_Working data_:
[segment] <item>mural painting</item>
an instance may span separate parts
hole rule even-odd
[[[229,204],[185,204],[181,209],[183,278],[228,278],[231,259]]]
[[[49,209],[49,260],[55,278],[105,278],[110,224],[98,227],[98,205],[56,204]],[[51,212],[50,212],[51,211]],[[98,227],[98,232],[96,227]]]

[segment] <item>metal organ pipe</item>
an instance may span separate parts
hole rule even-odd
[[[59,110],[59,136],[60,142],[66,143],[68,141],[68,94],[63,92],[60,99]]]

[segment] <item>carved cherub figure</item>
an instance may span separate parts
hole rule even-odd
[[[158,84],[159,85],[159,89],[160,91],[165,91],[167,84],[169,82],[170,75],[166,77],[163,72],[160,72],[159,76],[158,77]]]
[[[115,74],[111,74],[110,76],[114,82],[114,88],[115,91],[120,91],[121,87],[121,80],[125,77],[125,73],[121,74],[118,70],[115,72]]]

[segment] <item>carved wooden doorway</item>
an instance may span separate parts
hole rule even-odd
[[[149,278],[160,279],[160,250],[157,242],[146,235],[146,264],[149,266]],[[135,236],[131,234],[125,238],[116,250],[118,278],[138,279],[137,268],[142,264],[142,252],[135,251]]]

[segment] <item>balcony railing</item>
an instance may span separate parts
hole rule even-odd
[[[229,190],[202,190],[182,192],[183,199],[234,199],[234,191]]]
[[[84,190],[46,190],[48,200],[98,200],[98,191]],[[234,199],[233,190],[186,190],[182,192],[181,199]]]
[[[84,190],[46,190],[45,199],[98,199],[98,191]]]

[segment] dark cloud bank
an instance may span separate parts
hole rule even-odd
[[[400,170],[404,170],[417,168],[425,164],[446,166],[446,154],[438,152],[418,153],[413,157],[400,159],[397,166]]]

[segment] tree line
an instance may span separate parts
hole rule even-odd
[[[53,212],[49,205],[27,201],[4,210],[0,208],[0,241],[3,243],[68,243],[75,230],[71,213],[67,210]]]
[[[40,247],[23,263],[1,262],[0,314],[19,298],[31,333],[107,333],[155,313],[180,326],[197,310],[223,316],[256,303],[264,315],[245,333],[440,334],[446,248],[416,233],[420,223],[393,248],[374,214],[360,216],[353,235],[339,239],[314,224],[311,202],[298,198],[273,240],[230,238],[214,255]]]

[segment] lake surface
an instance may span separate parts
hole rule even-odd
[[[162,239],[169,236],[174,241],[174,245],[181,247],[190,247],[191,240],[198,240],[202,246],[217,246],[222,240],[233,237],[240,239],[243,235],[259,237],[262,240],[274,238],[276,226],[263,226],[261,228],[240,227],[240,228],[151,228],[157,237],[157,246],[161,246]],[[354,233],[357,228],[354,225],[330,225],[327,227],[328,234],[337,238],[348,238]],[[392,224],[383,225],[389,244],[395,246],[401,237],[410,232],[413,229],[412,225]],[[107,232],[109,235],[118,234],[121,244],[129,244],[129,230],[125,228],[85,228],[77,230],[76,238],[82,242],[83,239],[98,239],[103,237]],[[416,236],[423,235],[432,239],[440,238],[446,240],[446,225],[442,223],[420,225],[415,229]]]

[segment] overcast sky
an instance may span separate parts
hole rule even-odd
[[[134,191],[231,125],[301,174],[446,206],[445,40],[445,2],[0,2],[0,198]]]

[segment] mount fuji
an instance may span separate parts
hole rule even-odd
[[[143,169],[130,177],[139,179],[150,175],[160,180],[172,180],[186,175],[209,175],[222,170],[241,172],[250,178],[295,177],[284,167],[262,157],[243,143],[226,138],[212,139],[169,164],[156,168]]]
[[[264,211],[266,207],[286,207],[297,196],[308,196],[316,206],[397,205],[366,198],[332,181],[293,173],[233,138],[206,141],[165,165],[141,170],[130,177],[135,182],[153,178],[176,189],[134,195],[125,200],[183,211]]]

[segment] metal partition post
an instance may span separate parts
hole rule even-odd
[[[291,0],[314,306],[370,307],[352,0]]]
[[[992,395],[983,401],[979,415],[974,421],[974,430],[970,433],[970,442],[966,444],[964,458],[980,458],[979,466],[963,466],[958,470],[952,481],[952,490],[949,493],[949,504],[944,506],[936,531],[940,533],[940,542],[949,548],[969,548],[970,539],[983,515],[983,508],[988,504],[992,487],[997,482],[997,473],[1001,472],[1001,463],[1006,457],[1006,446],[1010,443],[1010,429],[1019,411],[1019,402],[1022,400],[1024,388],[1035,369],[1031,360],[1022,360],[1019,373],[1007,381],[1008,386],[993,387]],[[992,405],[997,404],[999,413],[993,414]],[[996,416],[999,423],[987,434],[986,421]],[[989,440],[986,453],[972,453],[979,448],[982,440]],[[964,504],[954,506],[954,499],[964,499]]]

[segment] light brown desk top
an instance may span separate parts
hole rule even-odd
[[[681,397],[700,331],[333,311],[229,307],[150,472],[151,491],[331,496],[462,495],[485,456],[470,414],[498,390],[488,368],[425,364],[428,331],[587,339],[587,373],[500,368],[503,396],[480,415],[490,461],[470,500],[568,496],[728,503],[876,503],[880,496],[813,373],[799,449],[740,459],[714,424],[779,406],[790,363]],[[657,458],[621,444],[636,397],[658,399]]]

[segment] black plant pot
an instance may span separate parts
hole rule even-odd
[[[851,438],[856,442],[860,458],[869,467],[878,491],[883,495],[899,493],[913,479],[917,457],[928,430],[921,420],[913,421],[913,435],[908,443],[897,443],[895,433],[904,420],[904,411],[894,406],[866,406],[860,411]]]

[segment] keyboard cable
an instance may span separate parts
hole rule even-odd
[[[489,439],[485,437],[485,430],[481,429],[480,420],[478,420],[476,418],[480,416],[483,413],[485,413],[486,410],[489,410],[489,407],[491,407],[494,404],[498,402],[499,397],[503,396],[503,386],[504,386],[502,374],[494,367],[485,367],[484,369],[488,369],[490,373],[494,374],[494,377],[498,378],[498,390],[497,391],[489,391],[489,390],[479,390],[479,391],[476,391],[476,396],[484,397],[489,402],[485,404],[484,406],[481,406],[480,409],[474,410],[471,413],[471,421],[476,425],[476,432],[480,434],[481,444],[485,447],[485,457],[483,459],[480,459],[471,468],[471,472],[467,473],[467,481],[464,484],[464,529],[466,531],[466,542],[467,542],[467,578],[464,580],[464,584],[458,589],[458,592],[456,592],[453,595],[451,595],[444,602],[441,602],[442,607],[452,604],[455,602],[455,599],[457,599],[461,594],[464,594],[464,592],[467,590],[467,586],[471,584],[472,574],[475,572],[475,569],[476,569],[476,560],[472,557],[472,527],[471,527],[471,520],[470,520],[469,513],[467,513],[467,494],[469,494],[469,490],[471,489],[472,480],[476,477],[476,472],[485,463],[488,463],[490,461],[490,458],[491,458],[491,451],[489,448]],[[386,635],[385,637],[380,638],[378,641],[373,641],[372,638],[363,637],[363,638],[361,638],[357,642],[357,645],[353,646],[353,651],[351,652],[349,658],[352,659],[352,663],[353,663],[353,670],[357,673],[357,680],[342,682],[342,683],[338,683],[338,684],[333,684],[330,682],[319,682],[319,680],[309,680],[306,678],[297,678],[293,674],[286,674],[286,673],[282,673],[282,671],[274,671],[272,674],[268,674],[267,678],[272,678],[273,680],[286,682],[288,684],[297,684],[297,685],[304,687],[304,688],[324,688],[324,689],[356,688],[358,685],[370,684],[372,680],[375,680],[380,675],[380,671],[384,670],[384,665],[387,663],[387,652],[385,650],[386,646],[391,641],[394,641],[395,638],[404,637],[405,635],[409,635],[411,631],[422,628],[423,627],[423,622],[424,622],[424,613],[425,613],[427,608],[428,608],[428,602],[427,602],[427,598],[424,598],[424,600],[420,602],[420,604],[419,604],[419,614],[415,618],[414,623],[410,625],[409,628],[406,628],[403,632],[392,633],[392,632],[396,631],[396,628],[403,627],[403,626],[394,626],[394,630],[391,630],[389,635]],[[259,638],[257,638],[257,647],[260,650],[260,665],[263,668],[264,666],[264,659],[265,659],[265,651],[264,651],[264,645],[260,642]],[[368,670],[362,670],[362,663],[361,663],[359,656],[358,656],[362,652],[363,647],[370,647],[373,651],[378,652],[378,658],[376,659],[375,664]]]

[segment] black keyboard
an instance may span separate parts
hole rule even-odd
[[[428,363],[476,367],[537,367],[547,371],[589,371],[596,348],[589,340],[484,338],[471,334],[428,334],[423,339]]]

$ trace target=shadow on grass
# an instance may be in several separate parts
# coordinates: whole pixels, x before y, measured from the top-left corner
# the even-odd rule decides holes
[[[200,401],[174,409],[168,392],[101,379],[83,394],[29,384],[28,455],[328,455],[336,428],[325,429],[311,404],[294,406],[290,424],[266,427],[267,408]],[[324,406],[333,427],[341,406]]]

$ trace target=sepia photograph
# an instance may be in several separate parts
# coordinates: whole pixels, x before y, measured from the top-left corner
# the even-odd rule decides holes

_Description of the task_:
Can you rescale the data from the line with "[segment] metal partition post" up to and including the line with "[[[291,0],[314,306],[370,307],[352,0]]]"? Write out only the lines in that span, keeping each one as is except that every coordinate in the answers is multiplied by 1.9 and rounded to a whole number, with halves rounded up.

_Output of the task_:
[segment] metal partition post
an instance may span separate parts
hole rule even-odd
[[[553,0],[597,581],[703,583],[669,0]]]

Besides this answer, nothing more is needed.